Take everything from the line containing "Look at the photo above. For every instance of the wooden" down to the line containing "x=231, y=244" and write it out again with "wooden tray" changed to "bamboo tray", keeping the rest of the data as it is.

— start —

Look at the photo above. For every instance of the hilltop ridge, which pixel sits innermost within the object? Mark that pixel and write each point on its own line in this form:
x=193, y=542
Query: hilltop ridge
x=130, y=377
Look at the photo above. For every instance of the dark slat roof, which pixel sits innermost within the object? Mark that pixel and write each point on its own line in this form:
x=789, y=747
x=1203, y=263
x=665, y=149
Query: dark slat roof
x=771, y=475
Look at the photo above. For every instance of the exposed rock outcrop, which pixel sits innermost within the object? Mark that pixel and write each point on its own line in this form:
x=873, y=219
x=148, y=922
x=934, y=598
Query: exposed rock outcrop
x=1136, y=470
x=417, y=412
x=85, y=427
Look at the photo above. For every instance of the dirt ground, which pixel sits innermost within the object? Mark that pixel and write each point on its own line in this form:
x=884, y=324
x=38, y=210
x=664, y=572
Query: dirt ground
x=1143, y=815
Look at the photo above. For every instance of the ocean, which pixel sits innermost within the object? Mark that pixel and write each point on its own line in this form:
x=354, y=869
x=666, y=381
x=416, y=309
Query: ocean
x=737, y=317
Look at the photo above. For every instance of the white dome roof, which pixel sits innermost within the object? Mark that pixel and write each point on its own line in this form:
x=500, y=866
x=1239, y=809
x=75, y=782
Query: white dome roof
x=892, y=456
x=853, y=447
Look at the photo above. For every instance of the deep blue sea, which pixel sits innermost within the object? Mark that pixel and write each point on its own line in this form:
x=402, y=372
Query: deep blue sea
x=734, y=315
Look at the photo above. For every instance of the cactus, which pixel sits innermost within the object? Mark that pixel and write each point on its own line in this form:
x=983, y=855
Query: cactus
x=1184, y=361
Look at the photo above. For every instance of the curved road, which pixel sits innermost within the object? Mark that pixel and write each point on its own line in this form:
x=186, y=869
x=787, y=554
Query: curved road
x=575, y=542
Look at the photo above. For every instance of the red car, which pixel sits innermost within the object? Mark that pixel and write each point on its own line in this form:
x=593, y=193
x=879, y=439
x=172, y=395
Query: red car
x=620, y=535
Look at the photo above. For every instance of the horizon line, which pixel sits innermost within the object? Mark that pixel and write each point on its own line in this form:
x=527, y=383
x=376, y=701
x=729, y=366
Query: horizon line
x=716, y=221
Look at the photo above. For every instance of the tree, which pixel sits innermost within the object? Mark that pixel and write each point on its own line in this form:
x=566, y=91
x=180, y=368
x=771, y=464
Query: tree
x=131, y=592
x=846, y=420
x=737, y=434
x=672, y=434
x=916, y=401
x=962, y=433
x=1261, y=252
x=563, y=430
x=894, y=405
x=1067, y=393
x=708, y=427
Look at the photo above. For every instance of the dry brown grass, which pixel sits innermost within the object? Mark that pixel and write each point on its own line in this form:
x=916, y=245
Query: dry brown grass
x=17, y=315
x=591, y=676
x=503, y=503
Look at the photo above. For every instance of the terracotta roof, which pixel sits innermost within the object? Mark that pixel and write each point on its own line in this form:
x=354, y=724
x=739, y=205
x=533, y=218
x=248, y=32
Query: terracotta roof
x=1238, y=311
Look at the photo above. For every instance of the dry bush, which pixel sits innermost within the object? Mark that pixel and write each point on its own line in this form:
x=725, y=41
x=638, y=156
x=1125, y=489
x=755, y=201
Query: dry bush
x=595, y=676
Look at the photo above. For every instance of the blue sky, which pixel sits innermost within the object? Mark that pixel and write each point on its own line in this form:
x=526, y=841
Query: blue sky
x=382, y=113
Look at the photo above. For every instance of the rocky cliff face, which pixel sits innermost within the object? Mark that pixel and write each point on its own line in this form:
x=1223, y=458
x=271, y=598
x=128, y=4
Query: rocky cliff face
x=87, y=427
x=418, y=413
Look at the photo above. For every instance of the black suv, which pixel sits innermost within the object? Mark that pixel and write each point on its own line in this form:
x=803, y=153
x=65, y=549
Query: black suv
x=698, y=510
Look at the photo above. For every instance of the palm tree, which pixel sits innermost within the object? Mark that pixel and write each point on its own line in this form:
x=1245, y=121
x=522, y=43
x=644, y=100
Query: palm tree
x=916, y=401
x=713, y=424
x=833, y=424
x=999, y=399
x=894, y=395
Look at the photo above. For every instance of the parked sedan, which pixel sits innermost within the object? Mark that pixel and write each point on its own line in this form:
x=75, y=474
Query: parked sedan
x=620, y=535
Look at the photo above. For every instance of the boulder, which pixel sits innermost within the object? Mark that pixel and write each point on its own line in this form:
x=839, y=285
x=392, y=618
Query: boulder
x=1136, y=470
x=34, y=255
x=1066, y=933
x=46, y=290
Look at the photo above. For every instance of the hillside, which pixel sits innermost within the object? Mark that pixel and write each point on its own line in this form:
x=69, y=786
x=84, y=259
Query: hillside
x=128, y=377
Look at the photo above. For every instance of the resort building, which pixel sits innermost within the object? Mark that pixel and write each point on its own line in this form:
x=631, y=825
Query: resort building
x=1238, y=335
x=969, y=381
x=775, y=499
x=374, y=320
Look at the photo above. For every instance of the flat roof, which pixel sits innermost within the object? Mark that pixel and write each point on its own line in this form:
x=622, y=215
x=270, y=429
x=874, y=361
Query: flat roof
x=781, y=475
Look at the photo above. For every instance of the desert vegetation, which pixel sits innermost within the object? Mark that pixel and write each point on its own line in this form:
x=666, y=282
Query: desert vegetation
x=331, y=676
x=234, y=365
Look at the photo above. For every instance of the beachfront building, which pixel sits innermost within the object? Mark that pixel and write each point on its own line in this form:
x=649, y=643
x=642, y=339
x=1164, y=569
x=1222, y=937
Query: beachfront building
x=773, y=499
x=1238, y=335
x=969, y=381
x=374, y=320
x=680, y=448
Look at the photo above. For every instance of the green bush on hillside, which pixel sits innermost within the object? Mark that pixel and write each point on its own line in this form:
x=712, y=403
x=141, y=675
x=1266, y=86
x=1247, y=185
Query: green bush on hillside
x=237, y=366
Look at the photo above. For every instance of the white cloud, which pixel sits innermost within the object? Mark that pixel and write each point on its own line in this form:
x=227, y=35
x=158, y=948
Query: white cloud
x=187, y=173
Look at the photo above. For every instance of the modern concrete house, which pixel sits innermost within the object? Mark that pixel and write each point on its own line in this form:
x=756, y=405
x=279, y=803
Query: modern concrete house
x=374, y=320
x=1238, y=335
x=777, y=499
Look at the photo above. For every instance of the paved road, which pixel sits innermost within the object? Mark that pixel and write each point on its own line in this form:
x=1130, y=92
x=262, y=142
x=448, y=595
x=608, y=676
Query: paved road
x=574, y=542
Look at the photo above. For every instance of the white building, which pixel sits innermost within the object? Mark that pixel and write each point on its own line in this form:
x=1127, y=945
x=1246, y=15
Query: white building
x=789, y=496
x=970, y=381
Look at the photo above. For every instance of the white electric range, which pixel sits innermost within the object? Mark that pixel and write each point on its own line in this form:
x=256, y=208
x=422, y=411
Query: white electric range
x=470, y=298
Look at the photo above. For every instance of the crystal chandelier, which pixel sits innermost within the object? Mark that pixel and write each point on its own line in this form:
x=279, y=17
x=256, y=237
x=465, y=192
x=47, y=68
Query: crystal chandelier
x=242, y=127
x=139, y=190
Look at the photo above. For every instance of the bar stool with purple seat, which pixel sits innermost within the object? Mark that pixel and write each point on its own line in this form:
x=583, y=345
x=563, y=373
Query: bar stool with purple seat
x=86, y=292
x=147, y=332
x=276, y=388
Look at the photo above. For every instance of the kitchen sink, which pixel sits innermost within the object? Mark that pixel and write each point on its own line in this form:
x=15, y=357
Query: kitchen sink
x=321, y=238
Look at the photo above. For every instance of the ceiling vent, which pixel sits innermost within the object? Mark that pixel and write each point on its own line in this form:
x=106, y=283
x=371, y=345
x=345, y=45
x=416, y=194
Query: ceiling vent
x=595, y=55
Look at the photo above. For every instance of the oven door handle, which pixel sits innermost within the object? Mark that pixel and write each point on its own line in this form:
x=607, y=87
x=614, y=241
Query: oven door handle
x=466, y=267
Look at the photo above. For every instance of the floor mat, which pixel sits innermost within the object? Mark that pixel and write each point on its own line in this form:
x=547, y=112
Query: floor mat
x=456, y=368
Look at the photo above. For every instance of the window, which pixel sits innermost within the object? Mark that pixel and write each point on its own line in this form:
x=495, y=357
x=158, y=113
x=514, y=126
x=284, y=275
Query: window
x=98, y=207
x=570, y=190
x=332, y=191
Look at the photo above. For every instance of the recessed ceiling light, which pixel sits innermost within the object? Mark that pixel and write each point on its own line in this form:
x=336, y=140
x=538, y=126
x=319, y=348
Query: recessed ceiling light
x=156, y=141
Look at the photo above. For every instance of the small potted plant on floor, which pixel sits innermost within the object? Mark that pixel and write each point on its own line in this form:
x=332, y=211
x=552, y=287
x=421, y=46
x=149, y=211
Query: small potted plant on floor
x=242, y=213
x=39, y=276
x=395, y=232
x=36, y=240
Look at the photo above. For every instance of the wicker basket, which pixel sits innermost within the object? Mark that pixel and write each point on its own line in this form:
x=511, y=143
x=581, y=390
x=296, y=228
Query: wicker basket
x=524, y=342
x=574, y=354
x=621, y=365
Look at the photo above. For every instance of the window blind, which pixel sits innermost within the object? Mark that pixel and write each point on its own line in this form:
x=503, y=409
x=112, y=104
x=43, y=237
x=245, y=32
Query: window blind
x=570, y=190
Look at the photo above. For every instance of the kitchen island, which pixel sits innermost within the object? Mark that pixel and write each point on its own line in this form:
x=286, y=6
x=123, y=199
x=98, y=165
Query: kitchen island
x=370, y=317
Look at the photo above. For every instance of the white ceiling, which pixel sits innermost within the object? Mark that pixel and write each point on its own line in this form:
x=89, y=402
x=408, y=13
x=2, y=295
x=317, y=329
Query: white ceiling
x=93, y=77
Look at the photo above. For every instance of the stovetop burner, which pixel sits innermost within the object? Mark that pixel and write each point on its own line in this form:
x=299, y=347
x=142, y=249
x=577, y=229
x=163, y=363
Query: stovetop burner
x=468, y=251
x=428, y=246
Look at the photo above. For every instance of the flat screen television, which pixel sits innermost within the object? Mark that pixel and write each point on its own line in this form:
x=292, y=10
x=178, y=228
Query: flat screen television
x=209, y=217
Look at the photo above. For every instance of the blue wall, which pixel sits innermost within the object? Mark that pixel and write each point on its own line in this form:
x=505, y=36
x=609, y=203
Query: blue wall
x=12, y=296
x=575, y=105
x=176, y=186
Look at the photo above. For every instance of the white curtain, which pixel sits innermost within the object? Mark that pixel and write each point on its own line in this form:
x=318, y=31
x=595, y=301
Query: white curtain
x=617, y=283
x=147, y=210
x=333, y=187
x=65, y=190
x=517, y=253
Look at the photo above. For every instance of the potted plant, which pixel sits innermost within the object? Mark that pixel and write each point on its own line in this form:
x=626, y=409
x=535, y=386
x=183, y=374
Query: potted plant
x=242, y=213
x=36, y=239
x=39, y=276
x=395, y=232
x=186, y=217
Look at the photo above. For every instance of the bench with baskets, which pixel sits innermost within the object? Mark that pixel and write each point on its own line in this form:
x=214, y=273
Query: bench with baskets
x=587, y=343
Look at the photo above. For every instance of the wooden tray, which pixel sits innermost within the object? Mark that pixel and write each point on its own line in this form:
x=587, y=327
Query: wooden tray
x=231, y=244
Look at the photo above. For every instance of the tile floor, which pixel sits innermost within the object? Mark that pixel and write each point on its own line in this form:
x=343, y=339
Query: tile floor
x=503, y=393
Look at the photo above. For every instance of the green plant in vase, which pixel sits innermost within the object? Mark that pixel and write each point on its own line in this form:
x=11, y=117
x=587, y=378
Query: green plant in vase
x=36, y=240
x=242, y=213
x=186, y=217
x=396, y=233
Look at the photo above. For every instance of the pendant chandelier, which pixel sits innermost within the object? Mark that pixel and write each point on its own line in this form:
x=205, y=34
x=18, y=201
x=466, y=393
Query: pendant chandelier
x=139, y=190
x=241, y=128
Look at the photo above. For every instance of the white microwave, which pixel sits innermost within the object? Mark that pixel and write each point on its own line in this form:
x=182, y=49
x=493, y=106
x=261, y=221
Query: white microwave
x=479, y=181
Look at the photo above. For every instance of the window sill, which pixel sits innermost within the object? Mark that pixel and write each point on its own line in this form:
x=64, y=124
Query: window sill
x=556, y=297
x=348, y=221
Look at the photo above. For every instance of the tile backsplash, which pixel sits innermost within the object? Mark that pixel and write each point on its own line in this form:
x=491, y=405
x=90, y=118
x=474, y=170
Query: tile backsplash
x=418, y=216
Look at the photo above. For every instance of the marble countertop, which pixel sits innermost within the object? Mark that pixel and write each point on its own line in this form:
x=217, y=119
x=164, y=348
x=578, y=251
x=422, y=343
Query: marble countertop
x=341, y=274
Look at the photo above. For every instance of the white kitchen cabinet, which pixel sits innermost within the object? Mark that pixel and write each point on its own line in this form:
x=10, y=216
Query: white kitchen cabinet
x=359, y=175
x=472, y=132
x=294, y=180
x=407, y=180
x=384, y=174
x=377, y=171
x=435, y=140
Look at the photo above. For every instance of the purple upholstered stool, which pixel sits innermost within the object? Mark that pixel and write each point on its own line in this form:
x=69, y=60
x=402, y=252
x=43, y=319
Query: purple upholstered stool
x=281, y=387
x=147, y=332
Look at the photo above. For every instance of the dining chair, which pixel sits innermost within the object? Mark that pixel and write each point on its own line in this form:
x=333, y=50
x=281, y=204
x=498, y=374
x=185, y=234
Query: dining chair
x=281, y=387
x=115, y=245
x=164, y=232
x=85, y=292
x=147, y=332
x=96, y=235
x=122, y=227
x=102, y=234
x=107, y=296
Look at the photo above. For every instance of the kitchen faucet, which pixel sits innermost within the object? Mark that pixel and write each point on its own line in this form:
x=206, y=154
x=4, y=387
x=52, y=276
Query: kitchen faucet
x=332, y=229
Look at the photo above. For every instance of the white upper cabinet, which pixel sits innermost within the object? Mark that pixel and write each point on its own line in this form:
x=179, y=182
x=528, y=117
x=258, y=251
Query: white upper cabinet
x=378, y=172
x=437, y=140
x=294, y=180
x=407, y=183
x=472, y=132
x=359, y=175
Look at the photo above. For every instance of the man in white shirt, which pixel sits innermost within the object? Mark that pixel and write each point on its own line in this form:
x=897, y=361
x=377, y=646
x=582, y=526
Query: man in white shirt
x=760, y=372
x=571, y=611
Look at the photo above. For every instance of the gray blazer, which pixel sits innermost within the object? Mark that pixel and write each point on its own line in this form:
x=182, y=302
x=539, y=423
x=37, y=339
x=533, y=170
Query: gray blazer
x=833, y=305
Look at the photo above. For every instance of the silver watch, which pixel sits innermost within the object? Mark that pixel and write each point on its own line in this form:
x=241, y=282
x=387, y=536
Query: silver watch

— end —

■ **Result of this task**:
Look at the photo above. For every instance of the bamboo tray, which pixel sits innermost within the object? Mark that pixel and write each point on its own line in this form:
x=587, y=327
Query: bamboo tray
x=231, y=244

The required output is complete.